**Requirement**
Copy out each line of the data that holds the word "segment".

[Stored data]
--------------------

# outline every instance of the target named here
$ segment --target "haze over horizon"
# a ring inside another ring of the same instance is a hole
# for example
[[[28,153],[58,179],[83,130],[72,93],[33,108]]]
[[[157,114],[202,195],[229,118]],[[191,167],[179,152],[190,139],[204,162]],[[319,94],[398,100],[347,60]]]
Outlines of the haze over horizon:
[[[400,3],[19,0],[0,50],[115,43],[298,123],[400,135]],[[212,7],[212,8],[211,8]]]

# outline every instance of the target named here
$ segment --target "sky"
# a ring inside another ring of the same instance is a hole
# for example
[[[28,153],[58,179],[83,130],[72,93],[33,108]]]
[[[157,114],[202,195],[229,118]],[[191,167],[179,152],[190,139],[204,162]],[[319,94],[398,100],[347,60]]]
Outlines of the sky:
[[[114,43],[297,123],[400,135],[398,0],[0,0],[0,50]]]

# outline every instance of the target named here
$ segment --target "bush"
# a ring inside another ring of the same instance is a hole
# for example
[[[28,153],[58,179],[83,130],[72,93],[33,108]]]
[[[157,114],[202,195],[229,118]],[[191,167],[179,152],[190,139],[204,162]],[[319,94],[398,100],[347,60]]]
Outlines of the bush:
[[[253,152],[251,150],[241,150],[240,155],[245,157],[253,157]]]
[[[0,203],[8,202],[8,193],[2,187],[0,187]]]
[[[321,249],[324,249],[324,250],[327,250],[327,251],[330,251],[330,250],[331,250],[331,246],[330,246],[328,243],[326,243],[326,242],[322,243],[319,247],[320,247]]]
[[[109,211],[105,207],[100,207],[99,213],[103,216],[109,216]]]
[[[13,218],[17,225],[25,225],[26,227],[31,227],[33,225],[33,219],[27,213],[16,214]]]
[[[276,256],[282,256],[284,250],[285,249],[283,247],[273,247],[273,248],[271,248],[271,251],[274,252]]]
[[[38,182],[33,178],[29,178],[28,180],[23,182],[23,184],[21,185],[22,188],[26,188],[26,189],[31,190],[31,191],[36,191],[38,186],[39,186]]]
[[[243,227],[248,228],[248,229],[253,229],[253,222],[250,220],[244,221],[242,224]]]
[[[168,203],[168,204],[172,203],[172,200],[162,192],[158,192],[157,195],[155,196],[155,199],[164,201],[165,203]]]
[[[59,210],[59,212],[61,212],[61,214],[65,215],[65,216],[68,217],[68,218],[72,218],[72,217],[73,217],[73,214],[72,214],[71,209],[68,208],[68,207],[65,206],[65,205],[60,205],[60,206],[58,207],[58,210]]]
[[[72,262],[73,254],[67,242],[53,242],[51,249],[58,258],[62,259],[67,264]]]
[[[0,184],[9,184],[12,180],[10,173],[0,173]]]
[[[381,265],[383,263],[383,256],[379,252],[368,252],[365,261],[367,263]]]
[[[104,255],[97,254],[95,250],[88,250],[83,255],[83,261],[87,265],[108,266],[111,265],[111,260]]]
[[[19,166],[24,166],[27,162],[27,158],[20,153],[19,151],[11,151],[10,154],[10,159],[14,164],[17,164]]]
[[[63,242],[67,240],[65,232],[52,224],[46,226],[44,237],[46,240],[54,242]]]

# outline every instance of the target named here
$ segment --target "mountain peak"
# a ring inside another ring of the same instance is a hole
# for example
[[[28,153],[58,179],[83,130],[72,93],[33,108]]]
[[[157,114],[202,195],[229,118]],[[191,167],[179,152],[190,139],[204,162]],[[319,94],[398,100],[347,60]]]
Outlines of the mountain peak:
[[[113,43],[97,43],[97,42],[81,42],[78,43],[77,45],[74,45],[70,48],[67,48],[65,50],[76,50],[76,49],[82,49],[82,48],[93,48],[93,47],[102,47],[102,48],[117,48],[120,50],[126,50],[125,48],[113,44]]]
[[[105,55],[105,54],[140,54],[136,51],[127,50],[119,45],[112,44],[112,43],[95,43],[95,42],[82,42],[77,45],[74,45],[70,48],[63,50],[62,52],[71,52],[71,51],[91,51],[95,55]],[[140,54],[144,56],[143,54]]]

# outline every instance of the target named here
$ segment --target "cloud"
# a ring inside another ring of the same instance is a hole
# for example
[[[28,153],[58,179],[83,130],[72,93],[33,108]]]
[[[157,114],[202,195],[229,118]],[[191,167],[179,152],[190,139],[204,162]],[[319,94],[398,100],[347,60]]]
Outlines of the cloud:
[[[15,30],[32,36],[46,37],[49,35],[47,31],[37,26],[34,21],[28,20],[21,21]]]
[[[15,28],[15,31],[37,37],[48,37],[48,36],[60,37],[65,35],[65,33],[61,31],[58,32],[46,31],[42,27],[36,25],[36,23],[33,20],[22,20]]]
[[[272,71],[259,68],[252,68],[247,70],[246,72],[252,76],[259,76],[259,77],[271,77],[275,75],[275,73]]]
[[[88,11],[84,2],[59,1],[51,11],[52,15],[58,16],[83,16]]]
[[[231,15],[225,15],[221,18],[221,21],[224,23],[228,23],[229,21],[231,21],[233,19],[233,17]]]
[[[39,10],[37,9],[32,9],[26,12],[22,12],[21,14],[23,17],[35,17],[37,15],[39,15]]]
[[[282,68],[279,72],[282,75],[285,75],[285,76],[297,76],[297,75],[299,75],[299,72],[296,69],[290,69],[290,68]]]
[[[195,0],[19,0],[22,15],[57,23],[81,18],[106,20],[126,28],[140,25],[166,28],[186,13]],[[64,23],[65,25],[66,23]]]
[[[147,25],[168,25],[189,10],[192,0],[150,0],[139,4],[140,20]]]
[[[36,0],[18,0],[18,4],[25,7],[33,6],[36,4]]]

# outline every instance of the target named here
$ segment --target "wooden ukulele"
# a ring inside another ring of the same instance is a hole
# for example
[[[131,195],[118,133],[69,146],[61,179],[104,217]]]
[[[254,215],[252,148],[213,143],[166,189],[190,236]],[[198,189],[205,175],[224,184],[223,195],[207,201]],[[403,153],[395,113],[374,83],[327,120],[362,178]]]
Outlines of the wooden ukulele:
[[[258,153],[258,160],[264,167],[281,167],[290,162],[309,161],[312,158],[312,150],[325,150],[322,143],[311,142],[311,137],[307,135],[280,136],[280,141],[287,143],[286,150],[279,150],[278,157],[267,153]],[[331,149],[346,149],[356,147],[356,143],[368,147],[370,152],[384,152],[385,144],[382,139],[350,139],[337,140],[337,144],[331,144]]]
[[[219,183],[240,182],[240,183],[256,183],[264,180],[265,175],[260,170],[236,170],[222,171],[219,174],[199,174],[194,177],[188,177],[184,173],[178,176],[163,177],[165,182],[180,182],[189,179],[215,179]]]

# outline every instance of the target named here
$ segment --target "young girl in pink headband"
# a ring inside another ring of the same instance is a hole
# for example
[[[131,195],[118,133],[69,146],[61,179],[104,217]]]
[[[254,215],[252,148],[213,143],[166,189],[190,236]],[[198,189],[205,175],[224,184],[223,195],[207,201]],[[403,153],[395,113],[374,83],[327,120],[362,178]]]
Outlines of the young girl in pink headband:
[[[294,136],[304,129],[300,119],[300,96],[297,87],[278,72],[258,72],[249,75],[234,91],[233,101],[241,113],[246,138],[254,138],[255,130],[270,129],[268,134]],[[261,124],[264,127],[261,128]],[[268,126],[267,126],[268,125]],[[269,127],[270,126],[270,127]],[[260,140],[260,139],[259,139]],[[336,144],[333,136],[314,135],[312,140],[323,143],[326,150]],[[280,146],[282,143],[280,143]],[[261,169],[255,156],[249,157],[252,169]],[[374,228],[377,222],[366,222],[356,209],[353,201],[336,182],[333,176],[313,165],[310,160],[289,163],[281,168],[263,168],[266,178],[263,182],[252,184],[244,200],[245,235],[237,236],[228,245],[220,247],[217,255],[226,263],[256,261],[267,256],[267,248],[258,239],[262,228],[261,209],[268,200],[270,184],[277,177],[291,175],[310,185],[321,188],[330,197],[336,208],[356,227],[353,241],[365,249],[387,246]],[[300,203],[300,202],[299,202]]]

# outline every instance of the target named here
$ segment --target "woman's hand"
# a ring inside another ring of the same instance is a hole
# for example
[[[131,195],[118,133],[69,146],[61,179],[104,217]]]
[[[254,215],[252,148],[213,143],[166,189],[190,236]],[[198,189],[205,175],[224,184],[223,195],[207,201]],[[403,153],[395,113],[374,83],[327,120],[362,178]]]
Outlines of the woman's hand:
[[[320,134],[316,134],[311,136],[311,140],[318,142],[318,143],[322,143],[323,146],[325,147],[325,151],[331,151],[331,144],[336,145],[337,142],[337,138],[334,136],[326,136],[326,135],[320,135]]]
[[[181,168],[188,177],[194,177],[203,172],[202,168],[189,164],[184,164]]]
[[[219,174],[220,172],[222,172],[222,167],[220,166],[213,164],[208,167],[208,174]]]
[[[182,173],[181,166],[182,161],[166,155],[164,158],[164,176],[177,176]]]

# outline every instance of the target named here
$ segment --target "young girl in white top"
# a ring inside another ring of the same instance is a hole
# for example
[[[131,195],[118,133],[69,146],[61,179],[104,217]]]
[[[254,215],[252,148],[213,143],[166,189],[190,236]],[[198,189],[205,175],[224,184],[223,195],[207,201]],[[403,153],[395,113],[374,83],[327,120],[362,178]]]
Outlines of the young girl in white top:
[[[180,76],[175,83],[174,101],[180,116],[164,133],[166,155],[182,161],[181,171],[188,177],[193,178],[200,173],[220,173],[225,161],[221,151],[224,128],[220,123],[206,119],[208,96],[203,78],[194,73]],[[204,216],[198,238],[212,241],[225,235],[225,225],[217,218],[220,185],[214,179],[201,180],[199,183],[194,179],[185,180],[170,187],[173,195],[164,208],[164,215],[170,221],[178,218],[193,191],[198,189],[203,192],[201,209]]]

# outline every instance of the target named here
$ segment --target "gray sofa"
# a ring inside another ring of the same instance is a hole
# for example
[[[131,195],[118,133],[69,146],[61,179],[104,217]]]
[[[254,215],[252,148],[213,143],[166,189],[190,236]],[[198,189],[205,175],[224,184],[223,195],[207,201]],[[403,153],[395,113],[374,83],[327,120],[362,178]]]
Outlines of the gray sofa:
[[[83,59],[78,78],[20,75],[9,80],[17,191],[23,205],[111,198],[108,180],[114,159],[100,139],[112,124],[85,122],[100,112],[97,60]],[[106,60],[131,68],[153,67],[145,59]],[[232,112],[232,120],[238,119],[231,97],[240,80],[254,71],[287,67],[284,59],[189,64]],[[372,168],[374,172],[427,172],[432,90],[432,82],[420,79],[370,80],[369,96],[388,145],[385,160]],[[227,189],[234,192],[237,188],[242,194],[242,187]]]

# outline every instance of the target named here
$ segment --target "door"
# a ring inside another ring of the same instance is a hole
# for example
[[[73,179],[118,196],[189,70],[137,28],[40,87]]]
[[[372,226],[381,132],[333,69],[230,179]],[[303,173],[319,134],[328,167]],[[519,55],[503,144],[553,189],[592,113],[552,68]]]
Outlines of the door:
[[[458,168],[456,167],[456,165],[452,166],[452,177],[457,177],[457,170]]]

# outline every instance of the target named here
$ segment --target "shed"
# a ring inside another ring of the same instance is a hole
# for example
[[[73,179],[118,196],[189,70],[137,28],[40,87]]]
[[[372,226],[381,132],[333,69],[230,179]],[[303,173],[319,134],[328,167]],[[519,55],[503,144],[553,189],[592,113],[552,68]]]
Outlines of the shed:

--------------------

**Task result**
$ segment --target "haze over horizon"
$ segment --target "sky"
$ segment --target "bush"
$ segment --target "mountain peak"
$ segment --target "cloud"
$ segment --target "wooden ukulele"
$ segment --target "young girl in pink headband"
$ segment --target "woman's hand"
$ segment --target "young girl in white top"
$ segment --target "gray sofa"
$ segment --target "door"
$ segment --target "shed"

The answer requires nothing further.